Brief:
Update the lines below by replacing "rough mask" with "coarse mask" wherever it occurs. Keep everything else the same.

--- Data records Enclosed Below ---

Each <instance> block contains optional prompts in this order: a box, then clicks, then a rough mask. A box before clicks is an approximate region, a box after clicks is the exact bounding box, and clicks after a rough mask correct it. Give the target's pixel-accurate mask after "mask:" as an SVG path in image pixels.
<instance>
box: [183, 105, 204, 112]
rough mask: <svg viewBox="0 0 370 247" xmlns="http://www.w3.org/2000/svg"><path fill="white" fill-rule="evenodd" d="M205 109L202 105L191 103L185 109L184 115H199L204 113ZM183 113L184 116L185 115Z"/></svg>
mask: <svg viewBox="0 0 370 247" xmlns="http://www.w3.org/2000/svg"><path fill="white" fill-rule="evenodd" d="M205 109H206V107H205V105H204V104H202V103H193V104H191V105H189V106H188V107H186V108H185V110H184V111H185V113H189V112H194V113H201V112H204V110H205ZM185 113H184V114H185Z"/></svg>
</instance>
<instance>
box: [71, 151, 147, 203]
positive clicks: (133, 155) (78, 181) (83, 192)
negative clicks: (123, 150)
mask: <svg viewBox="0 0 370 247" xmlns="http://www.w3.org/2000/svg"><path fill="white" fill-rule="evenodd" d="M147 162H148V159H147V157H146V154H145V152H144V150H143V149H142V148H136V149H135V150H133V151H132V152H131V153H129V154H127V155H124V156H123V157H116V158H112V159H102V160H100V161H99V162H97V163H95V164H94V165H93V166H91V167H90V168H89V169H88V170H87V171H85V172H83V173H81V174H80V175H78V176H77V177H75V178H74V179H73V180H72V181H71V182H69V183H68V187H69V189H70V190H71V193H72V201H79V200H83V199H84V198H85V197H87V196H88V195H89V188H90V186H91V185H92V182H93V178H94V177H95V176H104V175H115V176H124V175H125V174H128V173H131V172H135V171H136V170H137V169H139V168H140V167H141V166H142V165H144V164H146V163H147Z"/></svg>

--- End of Enclosed Data records ---

Solution to this problem:
Each <instance> block contains optional prompts in this order: a box, then clicks, then a coarse mask. A box before clicks is an approximate region, a box after clicks is the exact bounding box, and clicks after a coarse mask correct it. Give the target's pixel-accurate mask after "mask:" as an SVG path in image pixels.
<instance>
box: [183, 105, 204, 112]
coarse mask: <svg viewBox="0 0 370 247" xmlns="http://www.w3.org/2000/svg"><path fill="white" fill-rule="evenodd" d="M205 109L202 105L191 103L185 109L184 115H199L204 113ZM183 113L184 116L185 115Z"/></svg>
mask: <svg viewBox="0 0 370 247" xmlns="http://www.w3.org/2000/svg"><path fill="white" fill-rule="evenodd" d="M205 109H206V107H205V105H204V104H202V103H193V104H191V105H189V106H188V107H186V108H185V110H184V111H185V113H189V112H194V113H201V112H204V110H205ZM185 113H184V114H185Z"/></svg>
</instance>
<instance>
box: [71, 151, 147, 203]
positive clicks: (133, 155) (78, 181) (83, 192)
negative clicks: (123, 150)
mask: <svg viewBox="0 0 370 247" xmlns="http://www.w3.org/2000/svg"><path fill="white" fill-rule="evenodd" d="M147 162H148V159H147V157H146V154H145V152H144V150H143V149H142V148H136V149H135V150H133V151H132V152H131V153H129V154H127V155H124V156H123V157H116V158H112V159H102V160H100V161H99V162H97V163H95V164H94V165H93V166H91V167H90V168H89V169H88V170H87V171H85V172H83V173H81V174H80V175H78V176H77V177H75V178H74V179H73V180H72V181H71V182H69V183H68V187H69V189H70V190H71V193H72V201H79V200H83V199H84V198H85V197H87V196H88V195H89V188H90V186H91V185H92V182H93V178H94V177H95V176H104V175H115V176H124V175H125V174H128V173H131V172H135V171H136V170H137V169H139V168H140V167H141V166H142V165H144V164H146V163H147Z"/></svg>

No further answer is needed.